• [Goal]:
Without altering anything, output the material below.

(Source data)

###

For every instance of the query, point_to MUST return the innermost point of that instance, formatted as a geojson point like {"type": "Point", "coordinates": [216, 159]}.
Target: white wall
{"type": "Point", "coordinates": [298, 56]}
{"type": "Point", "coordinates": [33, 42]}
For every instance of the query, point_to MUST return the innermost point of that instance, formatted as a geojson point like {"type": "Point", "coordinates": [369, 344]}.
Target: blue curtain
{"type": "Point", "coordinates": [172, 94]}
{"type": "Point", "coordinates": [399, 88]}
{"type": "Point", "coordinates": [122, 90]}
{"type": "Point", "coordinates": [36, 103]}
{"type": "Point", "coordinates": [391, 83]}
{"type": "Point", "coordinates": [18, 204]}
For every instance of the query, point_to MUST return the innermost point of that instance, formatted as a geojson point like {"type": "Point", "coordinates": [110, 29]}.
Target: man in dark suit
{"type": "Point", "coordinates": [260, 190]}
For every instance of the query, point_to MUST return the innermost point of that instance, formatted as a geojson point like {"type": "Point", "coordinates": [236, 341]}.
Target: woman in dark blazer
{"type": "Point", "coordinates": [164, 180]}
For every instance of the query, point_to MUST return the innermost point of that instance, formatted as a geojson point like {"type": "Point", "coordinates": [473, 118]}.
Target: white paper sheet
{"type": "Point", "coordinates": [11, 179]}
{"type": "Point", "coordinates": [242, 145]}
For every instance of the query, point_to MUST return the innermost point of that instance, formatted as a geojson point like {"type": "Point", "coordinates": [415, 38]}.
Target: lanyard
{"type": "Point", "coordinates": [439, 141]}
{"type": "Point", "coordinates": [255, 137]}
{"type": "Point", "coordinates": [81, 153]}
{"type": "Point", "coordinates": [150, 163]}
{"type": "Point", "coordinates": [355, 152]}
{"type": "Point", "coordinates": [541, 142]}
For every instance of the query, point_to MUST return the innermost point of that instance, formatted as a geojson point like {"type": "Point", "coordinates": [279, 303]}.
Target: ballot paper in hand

###

• [Worked solution]:
For every instance of the query, point_to MUST return the innermost point of that instance, formatted as a geojson point like {"type": "Point", "coordinates": [216, 159]}.
Target: white wall
{"type": "Point", "coordinates": [298, 56]}
{"type": "Point", "coordinates": [33, 42]}
For every instance of the query, point_to MUST return the innermost point of that instance, formatted as a geojson point like {"type": "Point", "coordinates": [369, 344]}.
Target: blue curtain
{"type": "Point", "coordinates": [172, 94]}
{"type": "Point", "coordinates": [399, 88]}
{"type": "Point", "coordinates": [122, 90]}
{"type": "Point", "coordinates": [36, 103]}
{"type": "Point", "coordinates": [391, 83]}
{"type": "Point", "coordinates": [18, 204]}
For every instance of the query, point_to MUST return the innermost point of that instance, formatted as a geojson point like {"type": "Point", "coordinates": [110, 29]}.
Target: man in dark suit
{"type": "Point", "coordinates": [260, 190]}
For every instance of the query, point_to MUST return the innermost point of that instance, formatted as a geojson point like {"type": "Point", "coordinates": [236, 341]}.
Target: woman in dark blazer
{"type": "Point", "coordinates": [164, 180]}
For every instance of the query, point_to MUST return the innermost point of that instance, formatted as a geojson point like {"type": "Point", "coordinates": [473, 118]}.
Target: white paper sheet
{"type": "Point", "coordinates": [11, 179]}
{"type": "Point", "coordinates": [242, 145]}
For every instance of the query, point_to MUST return the innermost point of that instance, formatted as a geojson point like {"type": "Point", "coordinates": [415, 38]}.
Target: lanyard
{"type": "Point", "coordinates": [439, 141]}
{"type": "Point", "coordinates": [255, 137]}
{"type": "Point", "coordinates": [81, 153]}
{"type": "Point", "coordinates": [150, 163]}
{"type": "Point", "coordinates": [355, 152]}
{"type": "Point", "coordinates": [541, 142]}
For every instance of the query, point_to MUST return the innermost point of that instance, formatted as a geojson point like {"type": "Point", "coordinates": [279, 303]}.
Target: ballot paper in hand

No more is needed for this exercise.